The task:
Lines from the one containing "Query: radio antenna" to the end of the data below are to be restated exactly, with both ends included and nothing else.

[Point localization data]
■ ■ ■ ■

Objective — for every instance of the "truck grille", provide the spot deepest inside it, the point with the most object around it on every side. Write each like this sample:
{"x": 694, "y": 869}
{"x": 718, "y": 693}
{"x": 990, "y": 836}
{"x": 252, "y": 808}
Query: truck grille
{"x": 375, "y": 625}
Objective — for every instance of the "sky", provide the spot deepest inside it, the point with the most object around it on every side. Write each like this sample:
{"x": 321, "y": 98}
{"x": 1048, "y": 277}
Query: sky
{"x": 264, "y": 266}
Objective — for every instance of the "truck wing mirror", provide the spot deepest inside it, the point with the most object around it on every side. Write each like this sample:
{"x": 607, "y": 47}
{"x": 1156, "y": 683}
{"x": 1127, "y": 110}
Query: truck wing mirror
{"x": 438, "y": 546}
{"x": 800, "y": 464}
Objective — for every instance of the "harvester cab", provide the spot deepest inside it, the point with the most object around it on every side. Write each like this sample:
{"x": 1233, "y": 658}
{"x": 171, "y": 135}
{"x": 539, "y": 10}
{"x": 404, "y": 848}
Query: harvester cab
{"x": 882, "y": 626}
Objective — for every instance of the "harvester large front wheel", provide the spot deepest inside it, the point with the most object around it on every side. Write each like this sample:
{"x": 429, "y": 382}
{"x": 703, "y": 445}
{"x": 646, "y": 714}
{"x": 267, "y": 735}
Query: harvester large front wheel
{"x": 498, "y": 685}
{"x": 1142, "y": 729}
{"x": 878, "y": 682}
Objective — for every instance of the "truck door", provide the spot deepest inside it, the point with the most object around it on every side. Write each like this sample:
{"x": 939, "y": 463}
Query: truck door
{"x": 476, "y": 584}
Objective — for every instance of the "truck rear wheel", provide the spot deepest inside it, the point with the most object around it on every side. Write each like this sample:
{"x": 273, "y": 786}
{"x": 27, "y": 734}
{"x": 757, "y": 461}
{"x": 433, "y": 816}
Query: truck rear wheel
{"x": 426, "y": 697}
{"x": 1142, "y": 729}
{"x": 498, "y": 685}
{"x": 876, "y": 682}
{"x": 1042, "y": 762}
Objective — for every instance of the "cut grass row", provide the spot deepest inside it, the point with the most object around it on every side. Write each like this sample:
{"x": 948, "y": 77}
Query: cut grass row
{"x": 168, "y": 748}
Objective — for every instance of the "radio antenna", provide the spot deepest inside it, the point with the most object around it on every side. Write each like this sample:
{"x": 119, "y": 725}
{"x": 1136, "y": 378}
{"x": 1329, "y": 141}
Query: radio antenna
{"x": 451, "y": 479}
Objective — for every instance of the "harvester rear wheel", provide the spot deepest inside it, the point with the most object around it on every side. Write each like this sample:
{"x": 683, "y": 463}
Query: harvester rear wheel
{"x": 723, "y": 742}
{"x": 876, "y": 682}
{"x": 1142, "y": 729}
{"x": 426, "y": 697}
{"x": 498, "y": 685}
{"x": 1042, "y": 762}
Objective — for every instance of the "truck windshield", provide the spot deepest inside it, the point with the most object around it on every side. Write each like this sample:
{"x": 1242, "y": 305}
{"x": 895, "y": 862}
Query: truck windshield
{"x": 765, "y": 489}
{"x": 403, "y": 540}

■ ■ ■ ■

Written answer:
Query: radio antenna
{"x": 451, "y": 479}
Objective — for every instance of the "harvester rear wheel", provide the spot deepest inside it, the point with the most object around it on every side. Write each like this sample:
{"x": 683, "y": 463}
Query: harvester rear wheel
{"x": 723, "y": 742}
{"x": 876, "y": 682}
{"x": 1142, "y": 729}
{"x": 426, "y": 697}
{"x": 498, "y": 685}
{"x": 1042, "y": 762}
Objective — for every instance of the "truck windshield", provide the spot deepest inside it, the point with the most object around it on every side. Write each like this sample:
{"x": 1242, "y": 305}
{"x": 895, "y": 862}
Query: truck windshield
{"x": 765, "y": 489}
{"x": 403, "y": 540}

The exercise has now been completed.